[Start of Extracted information]

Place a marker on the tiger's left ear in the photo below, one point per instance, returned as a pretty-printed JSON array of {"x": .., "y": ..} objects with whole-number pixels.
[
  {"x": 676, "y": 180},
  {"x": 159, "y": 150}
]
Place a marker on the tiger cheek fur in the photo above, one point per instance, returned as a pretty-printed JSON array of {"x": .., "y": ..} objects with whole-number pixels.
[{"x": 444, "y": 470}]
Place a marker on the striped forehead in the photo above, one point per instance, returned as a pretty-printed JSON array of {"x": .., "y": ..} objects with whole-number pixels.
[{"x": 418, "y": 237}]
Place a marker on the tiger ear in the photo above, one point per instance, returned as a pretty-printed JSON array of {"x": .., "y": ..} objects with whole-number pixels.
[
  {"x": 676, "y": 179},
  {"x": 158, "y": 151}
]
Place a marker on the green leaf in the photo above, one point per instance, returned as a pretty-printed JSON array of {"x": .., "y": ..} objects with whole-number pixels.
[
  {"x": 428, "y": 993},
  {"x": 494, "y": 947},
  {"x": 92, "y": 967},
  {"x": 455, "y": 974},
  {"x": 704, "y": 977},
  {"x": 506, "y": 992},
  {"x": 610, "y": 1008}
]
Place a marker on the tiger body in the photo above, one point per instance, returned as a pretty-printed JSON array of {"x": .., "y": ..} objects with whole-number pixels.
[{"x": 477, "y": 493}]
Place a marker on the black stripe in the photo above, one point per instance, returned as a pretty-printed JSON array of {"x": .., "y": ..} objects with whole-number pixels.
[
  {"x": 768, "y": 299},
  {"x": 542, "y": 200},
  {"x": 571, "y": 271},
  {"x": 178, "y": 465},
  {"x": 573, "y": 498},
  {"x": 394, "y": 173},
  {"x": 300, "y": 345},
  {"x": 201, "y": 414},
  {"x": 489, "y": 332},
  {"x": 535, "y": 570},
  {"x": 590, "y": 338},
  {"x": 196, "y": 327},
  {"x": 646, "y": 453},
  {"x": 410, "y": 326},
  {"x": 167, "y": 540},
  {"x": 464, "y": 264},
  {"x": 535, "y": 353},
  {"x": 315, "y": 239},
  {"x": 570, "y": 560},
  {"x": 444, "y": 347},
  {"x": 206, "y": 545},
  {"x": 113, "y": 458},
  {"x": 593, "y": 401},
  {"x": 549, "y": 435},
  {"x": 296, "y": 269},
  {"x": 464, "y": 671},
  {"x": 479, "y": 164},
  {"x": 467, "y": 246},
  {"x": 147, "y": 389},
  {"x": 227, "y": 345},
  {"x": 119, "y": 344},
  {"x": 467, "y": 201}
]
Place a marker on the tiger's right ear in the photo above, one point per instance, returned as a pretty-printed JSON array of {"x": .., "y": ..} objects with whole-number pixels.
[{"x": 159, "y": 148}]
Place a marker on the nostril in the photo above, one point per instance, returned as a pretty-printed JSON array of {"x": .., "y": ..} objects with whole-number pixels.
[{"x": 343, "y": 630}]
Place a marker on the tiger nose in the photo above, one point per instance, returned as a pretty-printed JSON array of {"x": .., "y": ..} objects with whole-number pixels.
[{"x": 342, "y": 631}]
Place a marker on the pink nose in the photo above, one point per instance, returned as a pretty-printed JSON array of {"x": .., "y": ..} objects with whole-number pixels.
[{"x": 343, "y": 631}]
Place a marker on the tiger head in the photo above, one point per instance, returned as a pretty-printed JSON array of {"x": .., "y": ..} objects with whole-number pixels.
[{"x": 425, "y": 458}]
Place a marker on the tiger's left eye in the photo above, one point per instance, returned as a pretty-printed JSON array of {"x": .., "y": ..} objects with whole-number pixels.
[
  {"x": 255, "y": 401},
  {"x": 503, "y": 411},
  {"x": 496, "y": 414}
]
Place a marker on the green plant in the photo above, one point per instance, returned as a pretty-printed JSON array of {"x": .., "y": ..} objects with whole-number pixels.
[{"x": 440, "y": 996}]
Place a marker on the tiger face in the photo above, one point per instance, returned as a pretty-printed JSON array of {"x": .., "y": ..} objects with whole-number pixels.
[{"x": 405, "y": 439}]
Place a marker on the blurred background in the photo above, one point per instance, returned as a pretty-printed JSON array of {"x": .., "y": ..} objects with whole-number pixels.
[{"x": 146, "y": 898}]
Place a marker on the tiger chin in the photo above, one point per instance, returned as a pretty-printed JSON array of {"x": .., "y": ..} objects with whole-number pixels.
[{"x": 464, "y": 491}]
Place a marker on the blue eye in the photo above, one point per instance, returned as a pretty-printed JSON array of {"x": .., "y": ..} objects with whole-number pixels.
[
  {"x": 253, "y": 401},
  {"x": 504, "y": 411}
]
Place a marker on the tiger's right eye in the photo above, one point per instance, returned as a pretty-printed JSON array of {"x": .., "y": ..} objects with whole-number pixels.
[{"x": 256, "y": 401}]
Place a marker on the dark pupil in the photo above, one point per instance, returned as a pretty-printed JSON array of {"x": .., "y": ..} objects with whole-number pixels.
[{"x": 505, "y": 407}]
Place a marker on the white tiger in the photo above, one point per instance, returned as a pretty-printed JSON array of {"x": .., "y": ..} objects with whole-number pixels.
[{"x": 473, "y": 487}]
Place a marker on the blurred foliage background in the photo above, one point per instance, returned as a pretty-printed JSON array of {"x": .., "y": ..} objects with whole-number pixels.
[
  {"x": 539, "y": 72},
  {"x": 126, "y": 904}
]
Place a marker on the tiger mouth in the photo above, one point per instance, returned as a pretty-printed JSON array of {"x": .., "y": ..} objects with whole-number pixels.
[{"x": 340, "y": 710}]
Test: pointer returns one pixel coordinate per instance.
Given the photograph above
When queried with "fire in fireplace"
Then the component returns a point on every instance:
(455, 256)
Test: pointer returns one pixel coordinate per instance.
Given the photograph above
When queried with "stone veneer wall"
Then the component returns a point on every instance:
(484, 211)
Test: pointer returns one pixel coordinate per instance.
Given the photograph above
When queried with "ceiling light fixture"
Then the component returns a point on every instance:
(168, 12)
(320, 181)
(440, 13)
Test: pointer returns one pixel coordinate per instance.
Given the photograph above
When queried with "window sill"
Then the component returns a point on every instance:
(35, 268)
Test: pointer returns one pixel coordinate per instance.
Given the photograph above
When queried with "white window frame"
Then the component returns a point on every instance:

[End of Extracted information]

• **Exercise prompt**
Write out all of the records once more, exactly.

• **Reply to the exercise**
Place a marker on the tiger's left ear in the photo below, one point per instance, returned as a pretty-printed JSON array of {"x": .., "y": ..} objects with whole-number pixels.
[
  {"x": 676, "y": 180},
  {"x": 159, "y": 150}
]
Place a marker on the tiger cheek fur in the photo above, one point per instance, returned as a pretty-printed JSON array of {"x": .., "y": ..} objects with whole-number pixels.
[{"x": 444, "y": 470}]
Place a marker on the striped forehead in the photo above, one point per instance, returned as a pretty-printed JSON array of {"x": .., "y": ..} objects with whole-number pixels.
[{"x": 418, "y": 237}]
Place a marker on the tiger ear in the photo above, one point per instance, returned as a pretty-printed JSON array of {"x": .., "y": ..} objects with whole-number pixels.
[
  {"x": 676, "y": 179},
  {"x": 158, "y": 151}
]
Place a marker on the green leaf in the photo above, one point per instance, returned as a pretty-printed JSON array of {"x": .., "y": ..} objects with whole-number pixels.
[
  {"x": 428, "y": 993},
  {"x": 494, "y": 947},
  {"x": 92, "y": 967},
  {"x": 455, "y": 974},
  {"x": 704, "y": 977},
  {"x": 506, "y": 992},
  {"x": 610, "y": 1008}
]
Place a marker on the tiger body in the photo above, one point per instance, returned as a pretty-printed JSON array of {"x": .., "y": ..} objects with whole-number pixels.
[{"x": 477, "y": 493}]
Place a marker on the black stripe in the photo above, one point per instance, returned as a pretty-printed JSON array of {"x": .., "y": ..} objects with whole-number pixels.
[
  {"x": 768, "y": 299},
  {"x": 542, "y": 200},
  {"x": 571, "y": 271},
  {"x": 178, "y": 465},
  {"x": 573, "y": 498},
  {"x": 394, "y": 173},
  {"x": 300, "y": 345},
  {"x": 201, "y": 414},
  {"x": 489, "y": 332},
  {"x": 535, "y": 570},
  {"x": 590, "y": 338},
  {"x": 196, "y": 327},
  {"x": 646, "y": 453},
  {"x": 410, "y": 326},
  {"x": 167, "y": 540},
  {"x": 464, "y": 264},
  {"x": 535, "y": 353},
  {"x": 315, "y": 239},
  {"x": 570, "y": 560},
  {"x": 444, "y": 347},
  {"x": 206, "y": 545},
  {"x": 113, "y": 458},
  {"x": 593, "y": 401},
  {"x": 549, "y": 435},
  {"x": 296, "y": 269},
  {"x": 464, "y": 671},
  {"x": 479, "y": 164},
  {"x": 467, "y": 246},
  {"x": 147, "y": 389},
  {"x": 227, "y": 345},
  {"x": 119, "y": 344},
  {"x": 467, "y": 201}
]
Place a marker on the tiger's right ear in the photo above, one point per instance, returned as a pretty-printed JSON array of {"x": .., "y": ..} objects with whole-number pixels.
[{"x": 159, "y": 148}]
Place a marker on the nostril in the photo above, one point per instance, returned as a pretty-printed JSON array of {"x": .., "y": ..} objects with whole-number pixels.
[{"x": 343, "y": 630}]
Place a marker on the tiger nose in the photo above, one point per instance, returned as a pretty-printed JSON array of {"x": .., "y": ..} objects with whole-number pixels.
[{"x": 342, "y": 631}]
Place a marker on the pink nose in the photo above, one point per instance, returned as a pretty-printed JSON array of {"x": .., "y": ..} objects with whole-number pixels.
[{"x": 343, "y": 631}]
Place a marker on the tiger head in the photo above, one point per instance, returned as a pretty-printed JSON array of {"x": .., "y": ..} objects with whole-number pixels.
[{"x": 425, "y": 458}]
Place a marker on the tiger's left eye in the photo above, one point per instance, returned as a pretty-printed JSON array of {"x": .., "y": ..} objects with whole-number pixels.
[
  {"x": 255, "y": 401},
  {"x": 503, "y": 411},
  {"x": 496, "y": 414}
]
Place a marker on the green plant in the photo above, one point per instance, returned as a pretty-printed JSON array of {"x": .., "y": ..} objects with whole-number pixels.
[{"x": 440, "y": 996}]
Place a marker on the tiger face in the photo above, one point per instance, returned as a pretty-printed JSON array of {"x": .., "y": ..} objects with whole-number pixels.
[{"x": 405, "y": 439}]
Place a marker on the blurred background in the photo above, one point per instance, returned as a pretty-printed JSON array of {"x": .., "y": ..} objects with whole-number pixels.
[{"x": 146, "y": 898}]
Place a marker on the tiger chin in the photo above, one point per instance, returned as a pretty-printed JSON array of {"x": .., "y": ..} objects with whole-number pixels.
[{"x": 464, "y": 491}]
Place a marker on the blue eye in the photo above, one point per instance, returned as a pretty-printed JSON array of {"x": .., "y": ..} objects with whole-number pixels.
[
  {"x": 253, "y": 401},
  {"x": 504, "y": 411}
]
Place a marker on the tiger's right eye in the photo above, one point per instance, returned as a pretty-printed JSON array of {"x": .., "y": ..} objects with whole-number pixels.
[{"x": 256, "y": 401}]
Place a marker on the dark pupil in the photo above, one point per instance, returned as a pretty-printed JSON array of {"x": .., "y": ..} objects with whole-number pixels.
[{"x": 505, "y": 407}]
Place a marker on the white tiger in the photo above, one point per instance, returned as a pretty-printed JSON array of {"x": .., "y": ..} objects with whole-number pixels.
[{"x": 473, "y": 487}]
Place a marker on the blurred foliage background in the photo above, one point per instance, returned as a pretty-printed JSON array of {"x": .., "y": ..} objects with whole-number pixels.
[
  {"x": 539, "y": 72},
  {"x": 126, "y": 904}
]
Place a marker on the tiger mouth in the photo above, one point per instance, returned as a pretty-printed JSON array of {"x": .., "y": ..} objects with whole-number pixels.
[{"x": 340, "y": 710}]
Test: pointer returns one pixel coordinate per instance.
Given the photograph above
When queried with "fire in fireplace"
Then the component returns a point on every instance:
(455, 256)
Test: pointer returns one pixel coordinate per instance.
Given the photograph above
When queried with "stone veneer wall"
Then the component returns a point on every instance:
(484, 211)
Test: pointer returns one pixel coordinate per instance.
Given the photograph above
When queried with "ceiling light fixture"
Then the component returns a point on every instance:
(168, 12)
(320, 181)
(440, 13)
Test: pointer returns one pixel coordinate per instance.
Given the photograph above
When queried with "window sill"
Then the component returns a point on every instance:
(35, 268)
Test: pointer returns one pixel coordinate per instance.
Given the photograph above
When queried with "white window frame"
Then the component returns a point on every instance:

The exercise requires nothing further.